■ Exercícios propostos
(1) Responda às perguntas abaixo com base no texto sobre o acordo turístico entre São Paulo e Rio de Janeiro.
(a) Quanto um casal paulistano poderá gastar para visitar o Rio num fim de semana?
(b) Quantos minutos de avião separam as duas cidades?
(c) Qual é o crescimento que a indústria hoteleira do Rio estima para a afluência de turistas entre as cidades até o final do ano?
(2) Transcreva do texto, sem alterações, o trecho que vai de "Com isso, os" até "dinheiro para gastar.", incluindo este último.

■ Texto
:::

Título: Cidades abertas ao turismo
Autor: Miguel Jorge*
Fonte: Jornal do Brasil, 24/08/2005, Outras Opiniões, p. A11

Para transformar as suas capitais em centros turísticos complementares, apesar das diferenças de temperamento, relações de trabalho e modo de vida e lazer, os prefeitos de São Paulo, José Serra, e do Rio de Janeiro, Cesar Maia, assinaram acordo que prevê pacotes turísticos mais baratos entre as cidades. Nos fins de semana, um casal paulistano poderá visitar o coração turístico e sentimental do país gastando apenas R$ 800, desconto de até 50% na passagem aérea, mesma quantia que gastaria outro casal carioca que quiser ir a São Paulo para conhecer de perto uma das maiores cidades do mundo.

Com isso, os prefeitos querem mostrar a seus munícipes que morar em São Paulo e vir ao Rio - ou vice-versa - os farão se sentir mais integrados ao Brasil. E que, se mais paulistanos ou cariocas não viajam entre as duas cidades, distantes só 400 km ou 35 minutos de avião uma da outra, perdem ambos, as economias dos seus municípios e a indústria do turismo. Se, ainda, servir mesmo para aproximar mais paulistanos e cariocas, sepultando briguinhas provincianas, sobretudo no esporte, o acordo poderá trazer ainda melhores resultados, entrosando uma das cidades mais bonitas do mundo à megalópole na qual a média das pessoas tem mais dinheiro para gastar.

Pelo acordo, o carioca que visitar São Paulo ou o paulistano que for ao Rio, num final de semana, poderá pagar a tarifa em prestações equivalentes - pois não se trata de promoção para as elites - ao valor de uma parcela de telefone celular, usando-se até cartão de crédito.

A expectativa das empresas estatais de turismo é a de que, nos primeiros dias, o Super Weekend atraia mais de 300 turistas de cada capital, fluxo que aumentaria aos poucos, mas na proporção da maior oferta de vôos, vagas em hotéis, transporte de massa, segurança pública, etc. A indústria hoteleira do Rio estima que, até o final do ano, a afluência de turistas entre as cidades cresça 20% (coincidência ou não, uma companhia aérea acaba de lançar programa pelo qual, com passagem, traslado e hospedagem, pode-se passar uma noite no Rio, em apartamento duplo, por R$ 389, pagos em prestações).

Mas o êxito do Super Weekend exigirá uma ação coordenada do setor público, dos empresários, e de outros segmentos envolvidos no ideal do turismo planejado - praias, gastronomia, teatros, parques, museus e badalação são importantes em cidades abertas ao turista, mas não servem para nada se elas não tiverem seus equipamentos preservados. Algo precisa ser feito nesse aspecto, para que o fluxo turístico entre as duas cidades crie raízes - e o único caminho para segurar os turistas paulistano e carioca, evitando que eles se dirijam a outros locais, é investimento público e privado. Só um exemplo: as praias de Copacabana e Ipanema - a ''princesinha do mar'' da música de Braguinha e o berço da canção de Tom Jobim, respectivamente -, não são hoje retratos muito bonitos da desordem urbana do Rio.

:::

■ Seção de dados
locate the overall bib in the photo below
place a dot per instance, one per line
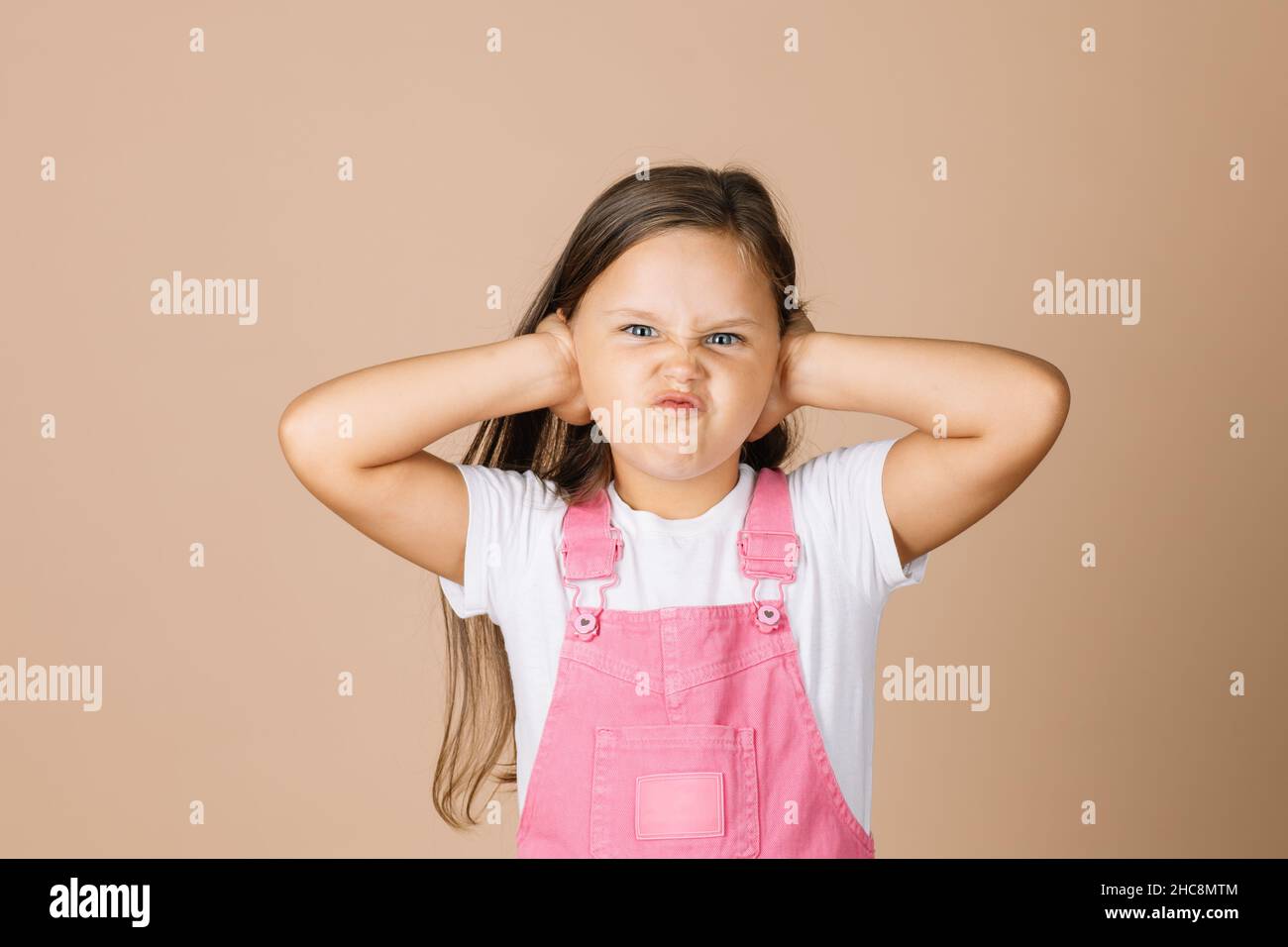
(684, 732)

:::

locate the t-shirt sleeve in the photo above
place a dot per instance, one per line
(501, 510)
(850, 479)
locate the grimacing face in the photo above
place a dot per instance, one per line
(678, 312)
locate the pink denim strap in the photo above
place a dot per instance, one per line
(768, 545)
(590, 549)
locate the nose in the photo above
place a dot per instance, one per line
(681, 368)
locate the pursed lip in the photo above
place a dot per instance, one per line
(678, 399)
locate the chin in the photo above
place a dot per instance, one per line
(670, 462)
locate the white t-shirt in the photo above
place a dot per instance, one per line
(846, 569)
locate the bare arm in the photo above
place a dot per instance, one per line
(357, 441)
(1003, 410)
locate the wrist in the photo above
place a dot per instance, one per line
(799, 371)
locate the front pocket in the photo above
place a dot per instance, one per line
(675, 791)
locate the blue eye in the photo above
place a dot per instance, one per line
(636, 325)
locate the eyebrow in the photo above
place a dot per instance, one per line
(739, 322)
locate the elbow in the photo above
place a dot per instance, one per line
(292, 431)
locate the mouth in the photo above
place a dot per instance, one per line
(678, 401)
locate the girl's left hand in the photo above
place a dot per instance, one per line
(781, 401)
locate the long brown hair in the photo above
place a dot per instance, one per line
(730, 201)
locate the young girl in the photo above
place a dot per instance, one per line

:::

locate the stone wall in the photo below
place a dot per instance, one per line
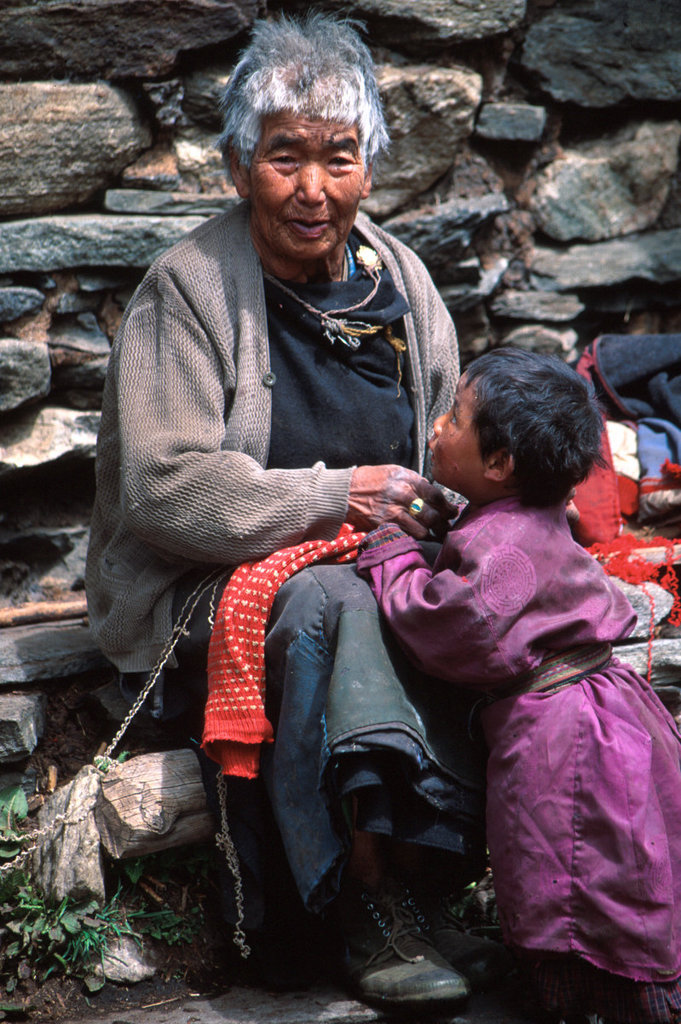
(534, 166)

:::

■ Respostas das tarefas
(1)
(a) R$ 800.
(b) 35 minutos.
(c) 20%.

(2)
Com isso, os prefeitos querem mostrar a seus munícipes que morar em São Paulo e vir ao Rio - ou vice-versa - os farão se sentir mais integrados ao Brasil. E que, se mais paulistanos ou cariocas não viajam entre as duas cidades, distantes só 400 km ou 35 minutos de avião uma da outra, perdem ambos, as economias dos seus municípios e a indústria do turismo. Se, ainda, servir mesmo para aproximar mais paulistanos e cariocas, sepultando briguinhas provincianas, sobretudo no esporte, o acordo poderá trazer ainda melhores resultados, entrosando uma das cidades mais bonitas do mundo à megalópole na qual a média das pessoas tem mais dinheiro para gastar.